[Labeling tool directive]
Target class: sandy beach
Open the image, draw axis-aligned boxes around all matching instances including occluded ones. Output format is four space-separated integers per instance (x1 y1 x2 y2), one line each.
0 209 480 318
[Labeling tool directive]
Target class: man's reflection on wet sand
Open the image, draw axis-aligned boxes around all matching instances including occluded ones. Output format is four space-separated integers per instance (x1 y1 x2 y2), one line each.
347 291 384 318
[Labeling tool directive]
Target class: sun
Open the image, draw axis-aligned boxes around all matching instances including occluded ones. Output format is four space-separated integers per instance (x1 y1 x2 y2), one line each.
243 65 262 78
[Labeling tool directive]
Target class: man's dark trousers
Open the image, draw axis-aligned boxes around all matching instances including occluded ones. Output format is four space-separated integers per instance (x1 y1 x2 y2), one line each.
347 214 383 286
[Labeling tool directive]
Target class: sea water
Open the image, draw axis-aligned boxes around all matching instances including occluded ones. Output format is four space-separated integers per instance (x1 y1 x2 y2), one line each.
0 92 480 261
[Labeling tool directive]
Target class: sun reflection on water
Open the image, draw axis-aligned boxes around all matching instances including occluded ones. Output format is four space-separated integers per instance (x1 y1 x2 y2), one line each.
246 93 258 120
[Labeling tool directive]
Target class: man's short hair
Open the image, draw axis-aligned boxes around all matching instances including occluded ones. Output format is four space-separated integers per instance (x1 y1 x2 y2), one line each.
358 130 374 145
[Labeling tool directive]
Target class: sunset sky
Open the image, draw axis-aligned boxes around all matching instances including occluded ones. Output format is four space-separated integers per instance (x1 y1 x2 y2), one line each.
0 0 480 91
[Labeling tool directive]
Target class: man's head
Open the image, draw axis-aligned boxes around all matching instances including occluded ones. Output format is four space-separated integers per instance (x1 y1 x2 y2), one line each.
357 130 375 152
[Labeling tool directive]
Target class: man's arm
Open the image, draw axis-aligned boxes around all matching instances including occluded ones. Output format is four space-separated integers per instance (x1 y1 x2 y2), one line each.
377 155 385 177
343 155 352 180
........
§ TASK TO COMPLETE:
Please render all of the lines above as a Markdown table with a Row column giving each row's number and a Line column holding the line itself, leaving out any blank lines.

§ THE REPLY:
| Row | Line |
|---|---|
| 1 | [Labeling tool directive] |
| 2 | Target class: sandy beach |
| 3 | Open the image, draw axis-aligned boxes around all matching instances including occluded ones. Output format is four space-separated integers per instance (x1 y1 x2 y2), one line each. |
| 4 | 0 209 480 318 |
| 5 | [Labeling tool directive] |
| 6 | Target class: man's reflection on wet sand |
| 7 | Open the image, draw axis-aligned boxes around all matching instances including occluded ones. Output format is four space-separated integers per instance (x1 y1 x2 y2), one line each. |
| 8 | 347 291 384 318 |
| 9 | [Labeling tool directive] |
| 10 | Target class: sun |
| 11 | Open the image, draw axis-aligned boxes around all matching instances including occluded ones. Output format is four space-separated integers per instance (x1 y1 x2 y2), one line each. |
| 12 | 243 65 262 78 |
| 13 | [Labeling tool directive] |
| 14 | Target class: man's dark trousers |
| 15 | Open the image, draw axis-aligned boxes around all matching instances including occluded ones. Output format is four space-separated integers per instance (x1 y1 x2 y2), one line each. |
| 16 | 347 214 383 286 |
| 17 | [Labeling tool directive] |
| 18 | Target class: sea water |
| 19 | Open the image, draw axis-aligned boxes around all matching instances including occluded ones. Output format is four space-separated integers per instance (x1 y1 x2 y2), one line each. |
| 20 | 0 92 480 261 |
| 21 | [Labeling tool directive] |
| 22 | Target class: sun reflection on water |
| 23 | Open the image, draw axis-aligned boxes around all matching instances including occluded ones. Output format is four space-separated integers per instance (x1 y1 x2 y2), one line each. |
| 24 | 246 93 258 120 |
| 25 | [Labeling tool directive] |
| 26 | Target class: man's short hair |
| 27 | Open the image, draw axis-aligned boxes around all matching instances including occluded ones. Output format is four space-separated integers per instance (x1 y1 x2 y2), one line each. |
| 28 | 358 130 374 145 |
| 29 | [Labeling tool directive] |
| 30 | Target class: sunset sky |
| 31 | Open the image, draw axis-aligned boxes around all matching instances including occluded ones. Output format is four space-separated integers per instance (x1 y1 x2 y2), one line each. |
| 32 | 0 0 480 91 |
| 33 | [Labeling tool directive] |
| 34 | Target class: man's head |
| 35 | Open the image, draw axis-aligned boxes around all matching instances including occluded ones. Output format is four space-separated integers per instance (x1 y1 x2 y2), one line each. |
| 36 | 357 130 375 152 |
| 37 | [Labeling tool directive] |
| 38 | Target class: man's arm |
| 39 | Open the image, draw axis-aligned boxes around all matching instances including occluded ones. Output format is four space-separated integers per instance (x1 y1 x2 y2), one line each. |
| 40 | 377 155 385 177 |
| 41 | 343 155 352 180 |